#### Data entries

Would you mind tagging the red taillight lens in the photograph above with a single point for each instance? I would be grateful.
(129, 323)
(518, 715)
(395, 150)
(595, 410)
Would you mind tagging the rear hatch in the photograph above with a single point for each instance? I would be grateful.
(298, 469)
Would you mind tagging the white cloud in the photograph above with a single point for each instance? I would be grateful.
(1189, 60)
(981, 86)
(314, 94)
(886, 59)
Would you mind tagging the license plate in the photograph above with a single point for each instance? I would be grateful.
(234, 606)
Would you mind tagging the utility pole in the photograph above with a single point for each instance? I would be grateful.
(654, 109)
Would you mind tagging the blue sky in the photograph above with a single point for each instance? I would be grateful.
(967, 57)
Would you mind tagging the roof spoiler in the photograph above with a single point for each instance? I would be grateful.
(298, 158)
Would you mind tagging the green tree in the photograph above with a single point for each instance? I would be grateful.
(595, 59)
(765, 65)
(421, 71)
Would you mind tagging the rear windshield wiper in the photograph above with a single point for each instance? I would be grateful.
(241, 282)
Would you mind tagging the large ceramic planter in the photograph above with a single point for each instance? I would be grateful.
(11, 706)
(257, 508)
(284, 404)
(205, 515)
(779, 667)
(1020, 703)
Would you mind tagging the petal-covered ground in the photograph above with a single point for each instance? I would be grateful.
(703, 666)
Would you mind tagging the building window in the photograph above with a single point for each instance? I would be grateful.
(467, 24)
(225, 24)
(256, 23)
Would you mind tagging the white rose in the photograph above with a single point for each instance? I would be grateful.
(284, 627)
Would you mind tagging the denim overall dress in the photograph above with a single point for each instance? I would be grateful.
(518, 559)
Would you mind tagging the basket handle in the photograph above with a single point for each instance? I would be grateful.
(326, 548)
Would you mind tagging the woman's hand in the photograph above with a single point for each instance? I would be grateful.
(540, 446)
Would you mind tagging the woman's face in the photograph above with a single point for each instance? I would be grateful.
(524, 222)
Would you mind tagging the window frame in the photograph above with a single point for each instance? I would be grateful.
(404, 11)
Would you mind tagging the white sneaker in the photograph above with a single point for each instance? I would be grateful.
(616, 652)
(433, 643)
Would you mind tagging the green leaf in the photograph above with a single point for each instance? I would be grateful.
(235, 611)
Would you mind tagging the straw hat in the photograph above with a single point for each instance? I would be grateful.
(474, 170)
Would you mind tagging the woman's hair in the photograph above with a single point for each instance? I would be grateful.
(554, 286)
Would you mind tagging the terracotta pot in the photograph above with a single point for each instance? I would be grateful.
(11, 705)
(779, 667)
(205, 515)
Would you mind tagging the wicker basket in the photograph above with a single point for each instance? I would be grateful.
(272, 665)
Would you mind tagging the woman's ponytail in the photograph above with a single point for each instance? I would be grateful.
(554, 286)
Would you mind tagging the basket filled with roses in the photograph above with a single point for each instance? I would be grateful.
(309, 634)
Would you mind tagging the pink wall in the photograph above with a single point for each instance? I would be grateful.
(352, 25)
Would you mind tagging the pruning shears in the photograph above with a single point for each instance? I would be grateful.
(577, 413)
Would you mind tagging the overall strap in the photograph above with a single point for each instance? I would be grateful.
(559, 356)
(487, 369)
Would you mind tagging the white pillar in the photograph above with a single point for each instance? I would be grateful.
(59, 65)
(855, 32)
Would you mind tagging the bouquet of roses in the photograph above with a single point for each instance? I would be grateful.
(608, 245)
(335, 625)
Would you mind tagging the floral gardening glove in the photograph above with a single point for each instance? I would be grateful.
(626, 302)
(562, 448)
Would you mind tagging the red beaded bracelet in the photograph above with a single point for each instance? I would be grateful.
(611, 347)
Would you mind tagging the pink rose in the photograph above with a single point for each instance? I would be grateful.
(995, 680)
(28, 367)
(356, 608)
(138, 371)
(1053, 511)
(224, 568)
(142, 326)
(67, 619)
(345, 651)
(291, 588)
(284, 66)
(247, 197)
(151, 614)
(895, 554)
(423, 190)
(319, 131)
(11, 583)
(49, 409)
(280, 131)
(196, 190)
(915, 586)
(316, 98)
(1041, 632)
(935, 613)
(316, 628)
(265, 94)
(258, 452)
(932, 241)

########

_Exercise_: Each line from the one containing "Would you mind tagging the pruning" to the end of the records should be echoed exactly, and no other line.

_The solution_:
Would you mind tagging the pruning shears in the photograph above with a single point for each instance? I would be grateful.
(577, 413)
Would you mind tagging the overall strap in the photograph above with a single point for each instance? I would be grateful.
(559, 356)
(487, 369)
Would you mind tagging the white pillar in the photograph above with a single point for each instance? I would be grateful.
(59, 65)
(855, 32)
Would you mind tagging the bouquet of roses in the photograph above with a single point for each instance? I would be grateful.
(608, 245)
(335, 625)
Would you mind tagging the floral gardening glove in the photograph above with a single point for each instance? I would be grateful.
(626, 302)
(562, 448)
Would you mind tagging the red beaded bracelet in the photograph above with a single point for each instance? I would be grateful.
(611, 347)
Would you mind tagging the pink rose in the photograph above with a single point for each instance? I would be grateful.
(995, 680)
(28, 367)
(356, 608)
(138, 371)
(1053, 511)
(224, 568)
(142, 326)
(67, 619)
(345, 651)
(291, 588)
(284, 66)
(247, 197)
(151, 614)
(895, 554)
(423, 190)
(319, 131)
(11, 583)
(49, 409)
(280, 131)
(196, 190)
(915, 586)
(316, 98)
(1041, 632)
(935, 613)
(316, 628)
(265, 94)
(258, 452)
(932, 241)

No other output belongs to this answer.